=== Data under study ===
━━━━━━━━━━━━━━━━━━━━

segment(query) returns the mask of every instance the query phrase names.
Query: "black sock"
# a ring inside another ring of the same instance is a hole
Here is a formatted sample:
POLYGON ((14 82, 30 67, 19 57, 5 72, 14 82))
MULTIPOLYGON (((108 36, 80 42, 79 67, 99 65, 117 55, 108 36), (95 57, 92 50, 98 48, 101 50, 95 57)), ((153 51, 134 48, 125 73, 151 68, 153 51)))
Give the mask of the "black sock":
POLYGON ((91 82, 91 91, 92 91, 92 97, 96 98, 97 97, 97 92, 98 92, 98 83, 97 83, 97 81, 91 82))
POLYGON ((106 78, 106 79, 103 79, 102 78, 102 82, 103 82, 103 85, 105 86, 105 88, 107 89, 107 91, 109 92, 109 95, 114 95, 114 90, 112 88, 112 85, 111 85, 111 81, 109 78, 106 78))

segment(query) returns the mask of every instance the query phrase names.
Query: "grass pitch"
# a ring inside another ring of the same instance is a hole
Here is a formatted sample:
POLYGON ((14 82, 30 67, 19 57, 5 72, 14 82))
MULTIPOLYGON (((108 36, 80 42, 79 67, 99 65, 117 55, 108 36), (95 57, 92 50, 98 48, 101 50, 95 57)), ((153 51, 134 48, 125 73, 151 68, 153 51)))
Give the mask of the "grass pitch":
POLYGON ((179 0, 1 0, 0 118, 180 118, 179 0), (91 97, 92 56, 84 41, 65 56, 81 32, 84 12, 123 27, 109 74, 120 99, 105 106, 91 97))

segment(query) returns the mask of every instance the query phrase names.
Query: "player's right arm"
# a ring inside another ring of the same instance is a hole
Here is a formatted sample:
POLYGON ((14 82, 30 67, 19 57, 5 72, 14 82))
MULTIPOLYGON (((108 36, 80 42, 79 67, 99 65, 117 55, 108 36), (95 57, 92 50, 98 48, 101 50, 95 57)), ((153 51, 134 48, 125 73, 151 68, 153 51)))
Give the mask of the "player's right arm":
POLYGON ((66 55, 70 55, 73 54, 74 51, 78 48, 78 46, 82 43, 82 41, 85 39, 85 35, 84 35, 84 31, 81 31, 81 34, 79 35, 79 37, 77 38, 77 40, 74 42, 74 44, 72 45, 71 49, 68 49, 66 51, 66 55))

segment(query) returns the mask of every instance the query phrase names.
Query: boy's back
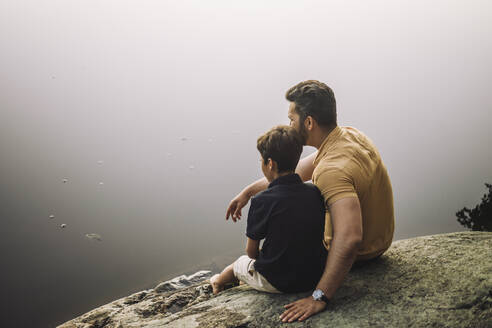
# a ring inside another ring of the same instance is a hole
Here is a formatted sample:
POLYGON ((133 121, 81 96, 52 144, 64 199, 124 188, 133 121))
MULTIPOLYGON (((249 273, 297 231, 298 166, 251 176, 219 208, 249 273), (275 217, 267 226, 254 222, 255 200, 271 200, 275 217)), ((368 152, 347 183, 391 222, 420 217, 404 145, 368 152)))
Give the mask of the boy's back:
POLYGON ((282 292, 314 289, 326 261, 325 207, 319 190, 297 174, 280 176, 252 198, 246 235, 265 238, 255 269, 282 292))

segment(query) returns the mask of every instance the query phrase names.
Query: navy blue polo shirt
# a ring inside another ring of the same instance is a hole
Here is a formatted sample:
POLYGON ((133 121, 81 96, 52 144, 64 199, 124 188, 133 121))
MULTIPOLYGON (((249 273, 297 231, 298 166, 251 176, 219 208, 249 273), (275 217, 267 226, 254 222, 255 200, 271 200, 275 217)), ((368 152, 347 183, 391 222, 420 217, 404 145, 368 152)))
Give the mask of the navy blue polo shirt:
POLYGON ((315 185, 289 174, 251 199, 246 236, 265 239, 255 269, 279 291, 316 287, 326 263, 325 207, 315 185))

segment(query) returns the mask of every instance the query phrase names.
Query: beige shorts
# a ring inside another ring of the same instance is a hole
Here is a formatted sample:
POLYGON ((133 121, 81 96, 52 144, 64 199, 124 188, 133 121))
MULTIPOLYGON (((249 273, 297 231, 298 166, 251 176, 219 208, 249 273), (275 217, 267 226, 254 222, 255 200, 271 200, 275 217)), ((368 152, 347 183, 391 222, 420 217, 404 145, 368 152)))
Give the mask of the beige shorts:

━━━━━━━━━━━━━━━━━━━━

=== Description of the task ===
Please output every record above exactly as written, leaving out the pictures.

=== Result of this exercise ===
segment(query) returns the mask of every instance the query phrase names.
Query: "black sock"
# a ring inside another ring of the same instance is a hole
Here is a formatted sample:
POLYGON ((14 82, 30 67, 19 57, 5 72, 14 82))
MULTIPOLYGON (((108 36, 80 42, 79 67, 99 65, 117 55, 108 36), (95 57, 92 50, 98 48, 101 50, 95 57)), ((153 51, 134 48, 125 73, 151 68, 153 51)))
Give the mask of the "black sock":
POLYGON ((91 82, 91 91, 92 91, 92 97, 96 98, 97 97, 97 92, 98 92, 98 83, 97 83, 97 81, 91 82))
POLYGON ((106 78, 106 79, 103 79, 102 78, 102 82, 103 82, 103 85, 105 86, 105 88, 107 89, 107 91, 109 92, 109 95, 114 95, 114 90, 112 88, 112 85, 111 85, 111 81, 109 78, 106 78))

segment(query) returns the mask of every instance the query phrase names.
Query: "grass pitch"
# a ring inside another ring of the same instance is a hole
Here is a formatted sample:
POLYGON ((14 82, 30 67, 19 57, 5 72, 14 82))
MULTIPOLYGON (((108 36, 80 42, 79 67, 99 65, 117 55, 108 36), (95 57, 92 50, 98 48, 101 50, 95 57)), ((153 51, 134 48, 125 73, 151 68, 153 51)))
Give the mask of the "grass pitch":
POLYGON ((179 0, 1 0, 0 118, 180 118, 179 0), (91 97, 92 56, 84 41, 65 56, 81 32, 84 12, 123 27, 109 74, 120 99, 105 106, 91 97))

segment(query) returns the mask of every instance the query phrase names.
Query: "player's right arm"
# a ring inside another ring of the same instance is a hole
Here is a formatted sample:
POLYGON ((14 82, 30 67, 19 57, 5 72, 14 82))
MULTIPOLYGON (((108 36, 80 42, 79 67, 99 65, 117 55, 108 36), (95 57, 92 50, 98 48, 101 50, 95 57)), ((153 51, 134 48, 125 73, 151 68, 153 51)))
Give the mask of the "player's right arm":
POLYGON ((66 55, 70 55, 73 54, 74 51, 78 48, 78 46, 82 43, 82 41, 85 39, 85 35, 84 35, 84 31, 81 31, 81 34, 79 35, 79 37, 77 38, 77 40, 74 42, 74 44, 72 45, 71 49, 68 49, 66 51, 66 55))

segment(query) returns the mask of every instance the query phrase names.
Query: boy's back
# a ring inside another ring of the same instance is a hole
Here is a formatted sample:
POLYGON ((133 121, 81 96, 52 144, 64 199, 124 188, 133 121))
MULTIPOLYGON (((249 273, 297 231, 298 166, 251 176, 219 208, 249 273), (275 217, 267 226, 254 222, 255 200, 271 200, 275 217)), ((368 152, 347 183, 391 222, 420 217, 404 145, 368 152)))
Give the mask of the boy's back:
POLYGON ((282 292, 314 289, 326 261, 325 207, 319 190, 297 174, 280 176, 252 198, 246 235, 265 238, 255 269, 282 292))

segment(query) returns the mask of every instance the query phrase names.
Query: navy blue polo shirt
# a ring inside another ring of the same instance is a hole
Here is a formatted sample:
POLYGON ((133 121, 81 96, 52 144, 64 199, 124 188, 133 121))
MULTIPOLYGON (((249 273, 297 231, 298 166, 251 176, 219 208, 249 273), (275 217, 267 226, 254 222, 255 200, 271 200, 275 217)), ((368 152, 347 183, 391 222, 420 217, 404 145, 368 152)))
Give the mask of the navy blue polo shirt:
POLYGON ((315 185, 289 174, 251 199, 246 236, 265 239, 255 269, 279 291, 316 287, 326 263, 325 207, 315 185))

segment(query) returns the mask of every instance the query phrase names.
Query: beige shorts
# a ring inside another ring of the same instance is a hole
Here is a formatted sample:
POLYGON ((133 121, 81 96, 52 144, 64 199, 124 188, 133 121))
MULTIPOLYGON (((249 273, 297 231, 298 166, 251 176, 219 208, 249 273), (275 217, 267 226, 254 222, 255 200, 271 200, 275 217)), ((368 152, 347 183, 391 222, 420 217, 404 145, 368 152)))
Give the mask of the beige shorts:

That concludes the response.